Which lines in the rows below contain the string "pickup"? Report each of those lines in full, and treat uppercase and lowercase letters as different.

•••

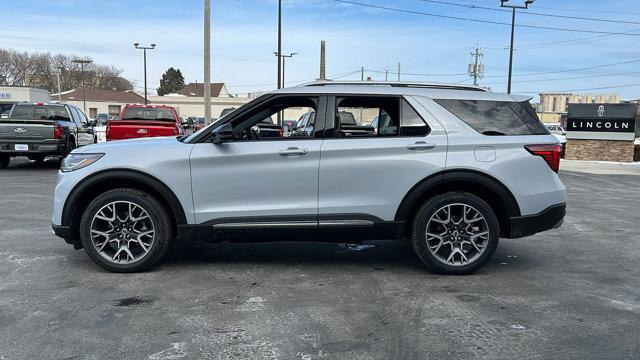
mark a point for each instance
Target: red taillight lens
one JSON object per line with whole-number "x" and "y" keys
{"x": 57, "y": 132}
{"x": 550, "y": 154}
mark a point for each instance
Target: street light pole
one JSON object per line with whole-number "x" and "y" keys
{"x": 84, "y": 92}
{"x": 144, "y": 50}
{"x": 279, "y": 42}
{"x": 207, "y": 61}
{"x": 513, "y": 30}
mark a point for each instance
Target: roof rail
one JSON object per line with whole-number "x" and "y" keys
{"x": 399, "y": 84}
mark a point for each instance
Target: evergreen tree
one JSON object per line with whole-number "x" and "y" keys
{"x": 171, "y": 82}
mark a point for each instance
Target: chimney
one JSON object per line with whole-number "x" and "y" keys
{"x": 322, "y": 61}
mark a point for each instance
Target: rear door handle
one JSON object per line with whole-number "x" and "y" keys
{"x": 420, "y": 145}
{"x": 292, "y": 151}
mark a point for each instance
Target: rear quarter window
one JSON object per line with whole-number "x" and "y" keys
{"x": 496, "y": 117}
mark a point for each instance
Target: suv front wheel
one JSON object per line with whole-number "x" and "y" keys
{"x": 455, "y": 233}
{"x": 125, "y": 230}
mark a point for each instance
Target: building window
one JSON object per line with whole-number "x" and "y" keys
{"x": 114, "y": 110}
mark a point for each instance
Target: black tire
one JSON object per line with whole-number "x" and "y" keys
{"x": 158, "y": 215}
{"x": 4, "y": 161}
{"x": 427, "y": 211}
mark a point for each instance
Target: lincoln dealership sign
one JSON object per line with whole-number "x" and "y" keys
{"x": 601, "y": 121}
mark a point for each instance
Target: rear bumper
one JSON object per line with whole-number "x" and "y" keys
{"x": 65, "y": 233}
{"x": 549, "y": 218}
{"x": 34, "y": 148}
{"x": 61, "y": 231}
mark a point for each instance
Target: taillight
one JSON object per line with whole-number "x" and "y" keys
{"x": 57, "y": 131}
{"x": 550, "y": 154}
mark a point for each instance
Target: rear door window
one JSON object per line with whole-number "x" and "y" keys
{"x": 496, "y": 117}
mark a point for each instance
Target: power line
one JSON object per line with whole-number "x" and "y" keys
{"x": 572, "y": 70}
{"x": 470, "y": 6}
{"x": 481, "y": 21}
{"x": 566, "y": 78}
{"x": 586, "y": 89}
{"x": 574, "y": 10}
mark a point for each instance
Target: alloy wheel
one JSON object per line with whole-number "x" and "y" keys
{"x": 457, "y": 234}
{"x": 122, "y": 232}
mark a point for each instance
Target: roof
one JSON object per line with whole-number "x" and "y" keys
{"x": 197, "y": 90}
{"x": 423, "y": 85}
{"x": 433, "y": 91}
{"x": 101, "y": 95}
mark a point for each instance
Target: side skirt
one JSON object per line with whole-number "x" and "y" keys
{"x": 325, "y": 230}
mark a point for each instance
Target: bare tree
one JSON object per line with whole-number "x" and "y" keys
{"x": 41, "y": 70}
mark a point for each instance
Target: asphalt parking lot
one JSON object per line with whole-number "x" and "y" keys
{"x": 573, "y": 292}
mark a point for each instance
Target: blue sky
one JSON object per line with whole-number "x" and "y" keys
{"x": 244, "y": 39}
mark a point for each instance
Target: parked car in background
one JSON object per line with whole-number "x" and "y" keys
{"x": 457, "y": 168}
{"x": 100, "y": 127}
{"x": 288, "y": 127}
{"x": 38, "y": 130}
{"x": 137, "y": 121}
{"x": 305, "y": 124}
{"x": 199, "y": 124}
{"x": 267, "y": 129}
{"x": 351, "y": 127}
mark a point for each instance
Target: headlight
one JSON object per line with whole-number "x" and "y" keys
{"x": 78, "y": 161}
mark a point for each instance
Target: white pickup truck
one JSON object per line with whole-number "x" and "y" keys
{"x": 38, "y": 130}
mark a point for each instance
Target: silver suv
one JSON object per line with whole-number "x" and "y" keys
{"x": 449, "y": 168}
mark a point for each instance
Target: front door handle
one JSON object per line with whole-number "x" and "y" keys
{"x": 420, "y": 145}
{"x": 292, "y": 151}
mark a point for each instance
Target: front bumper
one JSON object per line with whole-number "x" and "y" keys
{"x": 549, "y": 218}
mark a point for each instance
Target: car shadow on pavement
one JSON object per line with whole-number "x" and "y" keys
{"x": 293, "y": 252}
{"x": 376, "y": 254}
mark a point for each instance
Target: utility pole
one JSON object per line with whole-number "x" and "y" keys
{"x": 144, "y": 50}
{"x": 59, "y": 87}
{"x": 323, "y": 62}
{"x": 279, "y": 44}
{"x": 513, "y": 30}
{"x": 476, "y": 69}
{"x": 207, "y": 61}
{"x": 84, "y": 92}
{"x": 284, "y": 57}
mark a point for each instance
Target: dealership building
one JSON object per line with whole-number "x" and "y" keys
{"x": 188, "y": 102}
{"x": 603, "y": 132}
{"x": 10, "y": 95}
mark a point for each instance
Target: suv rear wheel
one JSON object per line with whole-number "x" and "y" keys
{"x": 455, "y": 233}
{"x": 125, "y": 230}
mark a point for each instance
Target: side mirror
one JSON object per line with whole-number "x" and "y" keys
{"x": 222, "y": 134}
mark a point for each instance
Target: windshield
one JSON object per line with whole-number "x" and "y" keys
{"x": 40, "y": 112}
{"x": 155, "y": 114}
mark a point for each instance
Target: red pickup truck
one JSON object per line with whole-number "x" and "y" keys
{"x": 138, "y": 121}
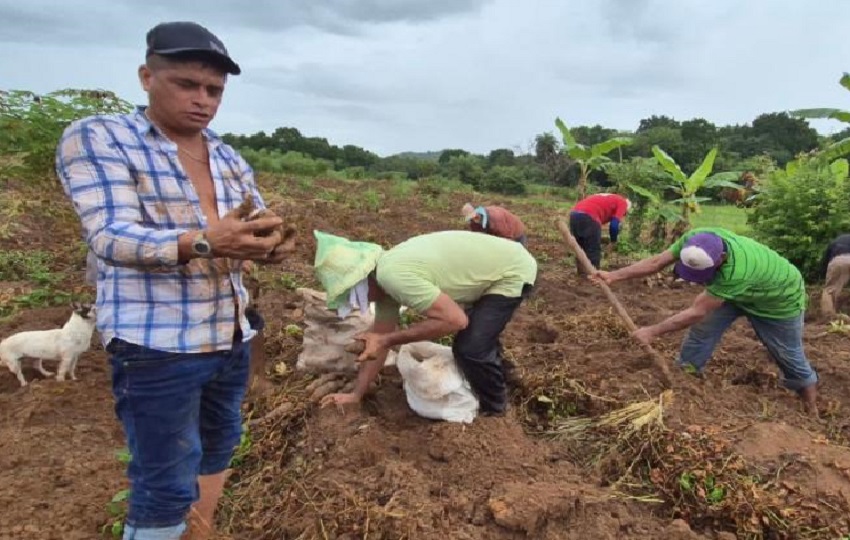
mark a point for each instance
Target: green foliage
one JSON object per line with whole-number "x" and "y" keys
{"x": 447, "y": 155}
{"x": 294, "y": 163}
{"x": 288, "y": 139}
{"x": 687, "y": 187}
{"x": 840, "y": 147}
{"x": 117, "y": 506}
{"x": 244, "y": 448}
{"x": 642, "y": 181}
{"x": 802, "y": 208}
{"x": 31, "y": 126}
{"x": 20, "y": 265}
{"x": 588, "y": 158}
{"x": 501, "y": 156}
{"x": 370, "y": 200}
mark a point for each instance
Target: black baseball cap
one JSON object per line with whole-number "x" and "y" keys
{"x": 177, "y": 38}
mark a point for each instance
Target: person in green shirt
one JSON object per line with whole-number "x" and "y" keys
{"x": 465, "y": 284}
{"x": 742, "y": 278}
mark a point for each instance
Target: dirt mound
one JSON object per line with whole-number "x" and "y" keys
{"x": 383, "y": 472}
{"x": 811, "y": 464}
{"x": 58, "y": 468}
{"x": 736, "y": 456}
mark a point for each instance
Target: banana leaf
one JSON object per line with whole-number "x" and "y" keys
{"x": 697, "y": 179}
{"x": 669, "y": 164}
{"x": 604, "y": 147}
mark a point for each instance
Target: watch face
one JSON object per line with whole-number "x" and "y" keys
{"x": 201, "y": 246}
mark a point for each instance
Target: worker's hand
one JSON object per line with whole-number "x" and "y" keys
{"x": 601, "y": 276}
{"x": 374, "y": 344}
{"x": 644, "y": 335}
{"x": 284, "y": 247}
{"x": 231, "y": 237}
{"x": 340, "y": 400}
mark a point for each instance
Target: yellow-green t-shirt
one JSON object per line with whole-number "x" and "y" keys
{"x": 754, "y": 277}
{"x": 462, "y": 264}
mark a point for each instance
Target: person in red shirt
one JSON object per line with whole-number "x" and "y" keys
{"x": 589, "y": 215}
{"x": 496, "y": 221}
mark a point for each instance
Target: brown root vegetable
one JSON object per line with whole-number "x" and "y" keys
{"x": 248, "y": 211}
{"x": 328, "y": 388}
{"x": 277, "y": 412}
{"x": 327, "y": 377}
{"x": 356, "y": 347}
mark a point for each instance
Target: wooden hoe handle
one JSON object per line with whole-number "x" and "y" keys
{"x": 618, "y": 307}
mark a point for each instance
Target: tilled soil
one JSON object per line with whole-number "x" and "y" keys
{"x": 380, "y": 471}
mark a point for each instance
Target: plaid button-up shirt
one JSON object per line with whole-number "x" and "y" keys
{"x": 134, "y": 199}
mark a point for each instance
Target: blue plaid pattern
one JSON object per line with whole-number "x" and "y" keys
{"x": 134, "y": 199}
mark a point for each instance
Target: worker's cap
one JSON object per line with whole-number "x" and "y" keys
{"x": 700, "y": 257}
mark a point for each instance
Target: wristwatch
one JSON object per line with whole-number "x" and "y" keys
{"x": 200, "y": 246}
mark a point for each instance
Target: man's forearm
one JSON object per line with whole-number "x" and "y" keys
{"x": 422, "y": 331}
{"x": 681, "y": 320}
{"x": 132, "y": 245}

•••

> Solution for this task:
Target: white pickup truck
Target: red pickup truck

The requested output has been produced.